AUFGABE A:
Entnimm dem Auszug über die geplante Zusammenlegung zweier Professuren wörtlich den Abschnitt von „Die geplante Zusammenlegung“ bis „nicht mehr abgedeckt.“.

====== DOKUMENTAUSZUG ======

Die geplante Zusammenlegung der Professur für Politische Theorie und Ideengeschichte mit der Professur für Regierungslehre und Policyforschung wäre deshalb ein Fehler. Ein solcher Schritt würde weder dem Renommee des Instituts noch der Profilschärfung dienen, denn es wird kaum geeignete Kandidat*innen geben, die eine so breit definierte Denomination abdecken können und forschungsstark auf beiden Gebieten sind. Die Schrumpfung der politikwissenschaftlichen Professuren um eine Stelle hätte auch negative Folgen für die Forschung. Erfolgreiche Forschung bedarf individueller Expertise und innerfachlicher Kooperation. Hierzu benötigt es allerdings eine kritische Masse an Fachkolleg*innen aus den verschiedenen Kerndisziplinen der Politikwissenschaft vor Ort. Wird eine Professur gestrichen, ist diese kritische Masse unterschritten und ein wichtiges Teilgebiet nicht mehr abgedeckt.

======

AUFGABE B:
Sammle aus den folgenden Datensätzen jede Zeile, in der die Zeichenfolge „story“ vorkommt, und gib diese Zeilen unverändert wieder.

====== GEZEIGTES MATERIAL ======

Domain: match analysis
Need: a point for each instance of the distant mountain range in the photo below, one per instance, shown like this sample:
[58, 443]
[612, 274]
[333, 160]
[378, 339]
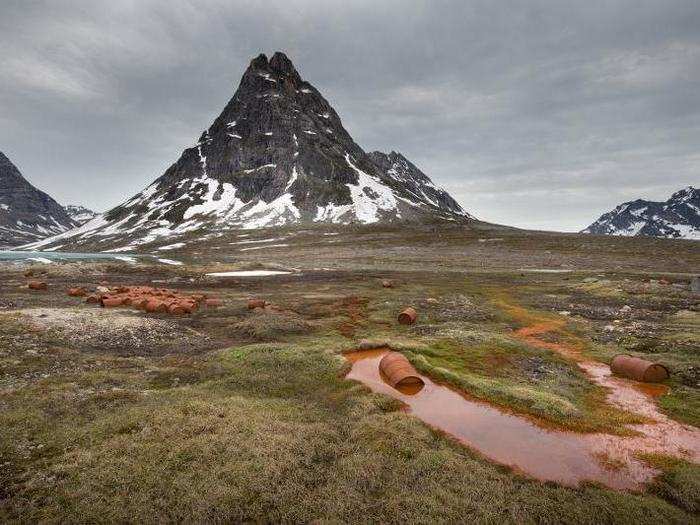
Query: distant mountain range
[26, 213]
[678, 217]
[277, 154]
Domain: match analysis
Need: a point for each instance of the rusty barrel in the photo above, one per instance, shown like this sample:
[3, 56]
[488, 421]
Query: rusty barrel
[111, 301]
[398, 371]
[408, 316]
[638, 369]
[37, 285]
[256, 303]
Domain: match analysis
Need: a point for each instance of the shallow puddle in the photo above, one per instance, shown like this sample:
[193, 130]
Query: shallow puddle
[564, 457]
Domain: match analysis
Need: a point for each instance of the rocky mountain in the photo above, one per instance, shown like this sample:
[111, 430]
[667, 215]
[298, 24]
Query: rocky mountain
[277, 154]
[79, 214]
[26, 213]
[678, 217]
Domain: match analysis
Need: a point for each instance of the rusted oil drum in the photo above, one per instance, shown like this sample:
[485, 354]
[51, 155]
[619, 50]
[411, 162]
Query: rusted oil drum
[638, 369]
[398, 371]
[37, 285]
[256, 303]
[156, 306]
[408, 316]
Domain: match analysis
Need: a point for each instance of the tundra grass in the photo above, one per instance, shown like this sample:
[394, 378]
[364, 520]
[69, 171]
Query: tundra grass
[272, 433]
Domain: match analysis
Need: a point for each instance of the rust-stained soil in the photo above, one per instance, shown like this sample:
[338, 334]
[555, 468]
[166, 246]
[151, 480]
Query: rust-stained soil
[545, 454]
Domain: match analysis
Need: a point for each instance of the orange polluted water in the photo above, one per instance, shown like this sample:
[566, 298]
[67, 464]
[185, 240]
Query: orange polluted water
[550, 455]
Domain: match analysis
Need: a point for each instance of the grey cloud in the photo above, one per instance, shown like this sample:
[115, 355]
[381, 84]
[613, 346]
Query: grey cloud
[537, 114]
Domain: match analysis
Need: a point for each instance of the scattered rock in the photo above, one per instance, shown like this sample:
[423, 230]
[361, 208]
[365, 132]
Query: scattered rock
[695, 284]
[37, 285]
[408, 316]
[256, 303]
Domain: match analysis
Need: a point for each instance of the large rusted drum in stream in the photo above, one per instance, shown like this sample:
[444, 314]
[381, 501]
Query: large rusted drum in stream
[638, 369]
[398, 371]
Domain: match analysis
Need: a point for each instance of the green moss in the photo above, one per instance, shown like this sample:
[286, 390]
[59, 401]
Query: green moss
[679, 482]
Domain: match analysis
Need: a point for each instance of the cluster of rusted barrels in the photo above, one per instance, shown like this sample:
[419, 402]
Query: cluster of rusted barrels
[148, 298]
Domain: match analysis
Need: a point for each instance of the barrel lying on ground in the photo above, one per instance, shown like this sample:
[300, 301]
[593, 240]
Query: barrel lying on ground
[638, 369]
[398, 371]
[408, 316]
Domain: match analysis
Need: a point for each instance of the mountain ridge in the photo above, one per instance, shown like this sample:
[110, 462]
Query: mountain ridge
[277, 154]
[677, 217]
[27, 213]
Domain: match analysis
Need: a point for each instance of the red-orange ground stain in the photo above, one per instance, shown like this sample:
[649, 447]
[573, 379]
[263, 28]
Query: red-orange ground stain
[565, 457]
[515, 441]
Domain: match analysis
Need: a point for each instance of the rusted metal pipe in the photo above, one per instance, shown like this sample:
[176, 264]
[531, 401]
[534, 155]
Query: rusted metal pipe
[408, 316]
[638, 369]
[398, 371]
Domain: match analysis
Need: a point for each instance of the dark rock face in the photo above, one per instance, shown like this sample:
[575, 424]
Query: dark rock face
[26, 213]
[678, 217]
[277, 154]
[79, 214]
[413, 185]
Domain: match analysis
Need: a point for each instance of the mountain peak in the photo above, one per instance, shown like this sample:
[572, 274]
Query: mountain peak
[277, 154]
[26, 213]
[259, 62]
[281, 64]
[678, 217]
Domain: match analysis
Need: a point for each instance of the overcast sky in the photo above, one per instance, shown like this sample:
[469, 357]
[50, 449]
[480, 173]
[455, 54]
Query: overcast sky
[539, 114]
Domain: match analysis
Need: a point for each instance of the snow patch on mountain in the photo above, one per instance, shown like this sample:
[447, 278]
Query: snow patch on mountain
[678, 217]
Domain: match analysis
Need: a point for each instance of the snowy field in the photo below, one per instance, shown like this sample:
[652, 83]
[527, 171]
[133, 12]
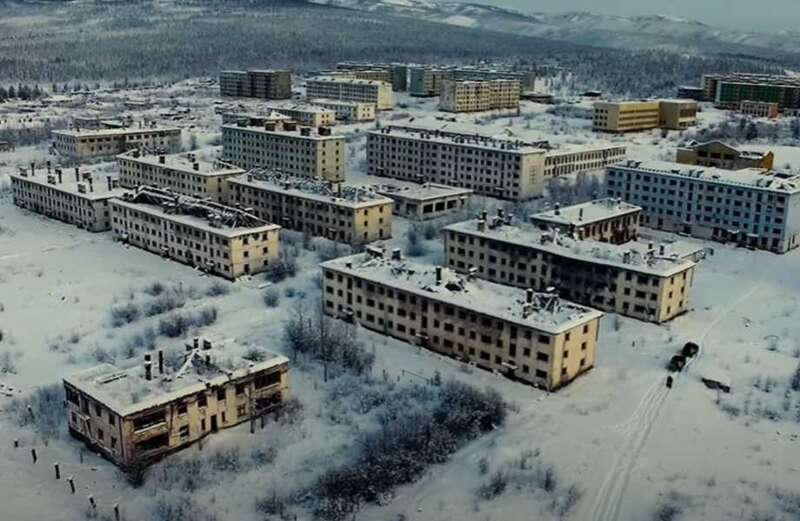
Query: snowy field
[617, 441]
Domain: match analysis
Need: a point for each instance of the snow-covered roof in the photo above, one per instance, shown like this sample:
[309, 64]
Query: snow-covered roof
[351, 196]
[754, 178]
[662, 260]
[546, 312]
[127, 391]
[587, 213]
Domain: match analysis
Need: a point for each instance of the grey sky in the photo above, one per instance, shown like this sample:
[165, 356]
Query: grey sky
[756, 15]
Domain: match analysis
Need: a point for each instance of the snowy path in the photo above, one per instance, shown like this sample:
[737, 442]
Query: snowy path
[637, 428]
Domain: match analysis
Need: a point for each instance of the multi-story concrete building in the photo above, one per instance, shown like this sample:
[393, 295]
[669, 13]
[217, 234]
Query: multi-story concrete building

======

SCHRIFTLICHE ANTWORT A:
Die geplante Zusammenlegung der Professur für Politische Theorie und Ideengeschichte mit der Professur für Regierungslehre und Policyforschung wäre deshalb ein Fehler. Ein solcher Schritt würde weder dem Renommee des Instituts noch der Profilschärfung dienen, denn es wird kaum geeignete Kandidat*innen geben, die eine so breit definierte Denomination abdecken können und forschungsstark auf beiden Gebieten sind. Die Schrumpfung der politikwissenschaftlichen Professuren um eine Stelle hätte auch negative Folgen für die Forschung. Erfolgreiche Forschung bedarf individueller Expertise und innerfachlicher Kooperation. Hierzu benötigt es allerdings eine kritische Masse an Fachkolleg*innen aus den verschiedenen Kerndisziplinen der Politikwissenschaft vor Ort. Wird eine Professur gestrichen, ist diese kritische Masse unterschritten und ein wichtiges Teilgebiet nicht mehr abgedeckt.

SCHRIFTLICHE ANTWORT B:
Need: a point for each instance of the multi-story concrete building in the photo above, one per instance, shown like this sample:
Query: multi-story concrete building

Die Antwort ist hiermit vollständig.